• **Instructions for the task**:
Copy the passage of the article on vertical SaaS below, between "The framing is" and "are the wedge.", inclusive.

[Text for analysis Boundary: Start]

They’re trying to be faster. Faster chat. Faster workflows. Faster dashboards. The pitch decks all say the same thing — AI lets us move at superhuman speed. The thesis is that whoever ships the fastest AI-native version of an existing SaaS category wins.

That’s not the wedge.

The founder who’s most articulate about this isn’t a frontier AI lab researcher. He’s the CEO of a vertical SaaS company in the most overlooked corner of B2B software: municipal parks and recreation. Birju Kadakia spent 50,000 hours in city halls before scaling Rec Technologies into 100+ cities. When asked what survives AI disruption in vertical SaaS, his answer was direct:

“Some software is dead. You have to be a platform.”

The interesting question is what he means by “platform” — and which three pillars decide which vertical SaaS companies make it through the AI wave.

Why “vertical SaaS is dead” is the wrong question

The popular framing right now is binary: AI eats SaaS, or it doesn’t. ClickUp’s homepage says “software to replace all software.” The implied argument: when LLMs can vibe-code a working CRM in an afternoon, why pay $50 a seat per month for one?

The framing is wrong because it lumps two different categories together. Kadakia draws the line cleanly: feature-companies die; platform-companies survive. The dying category includes things like basic website builders, simple form generators, and any tool whose value is “one specific output that an LLM can now produce on demand.” That category was already commoditizing before AI; AI just accelerated the curve.

The surviving category is different. It owns three things horizontal AI can’t replicate: the data, the payment rails, and the infrastructure that makes the category fair and accessible. Those three pillars are the wedge.

Pillar 1: Own the valuable data

Every vertical has data that’s hard to get and high-trust to handle. In recreation, that data is schedule (when is the tennis court available?), customer preference (do you qualify for resident-rate pricing?), and compliance (allergies, emergency contacts, age requirements for kids’ summer camps).

A horizontal AI model can answer general questions about parks and recreation, but it can’t answer “is court 3 at Dolores Park available at 6pm on Tuesday for an Emeryville resident with a coaching subscription?” That question requires real-time access to scheduling APIs, identity verification, and pricing logic that lives in one specific city’s system. Owning the data is owning the questions the AI can actually answer.

For builders evaluating their own startup: what data does your category produce that’s hard to acquire, hard to standardize, and high-trust to handle? If the answer is “none,” you’re a feature, not a platform.

Pillar 2: Own the payment rails

This is the pillar most founders underestimate.

Payments aren’t just charge-and-collect. In a category like recreation, payments include resident-rate pricing (San Francisco residents pay one rate, non-residents pay another), income-bracket eligibility (lower-income families qualify for sliding-scale fees), store-credit logic (your refund from last summer becomes credit toward this summer’s camp), and complex tax/jurisdiction handling.

Kadakia frames it: “Transactions and money movements are really high-risk, high-important things. You saw OpenAI kind of back out of commerce. They’re just really high-risk, high-important things. You need a platform that’s designed around that.”

[Text for analysis Boundary: End]
[Supplied information Boundary: Start]

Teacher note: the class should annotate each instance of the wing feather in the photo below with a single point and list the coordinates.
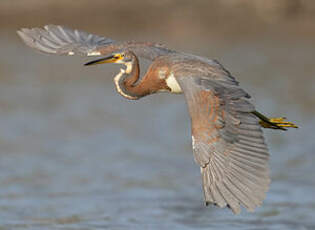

[Supplied information Boundary: End]

• **Solved exercise**:
The framing is wrong because it lumps two different categories together. Kadakia draws the line cleanly: feature-companies die; platform-companies survive. The dying category includes things like basic website builders, simple form generators, and any tool whose value is “one specific output that an LLM can now produce on demand.” That category was already commoditizing before AI; AI just accelerated the curve.

The surviving category is different. It owns three things horizontal AI can’t replicate: the data, the payment rails, and the infrastructure that makes the category fair and accessible. Those three pillars are the wedge.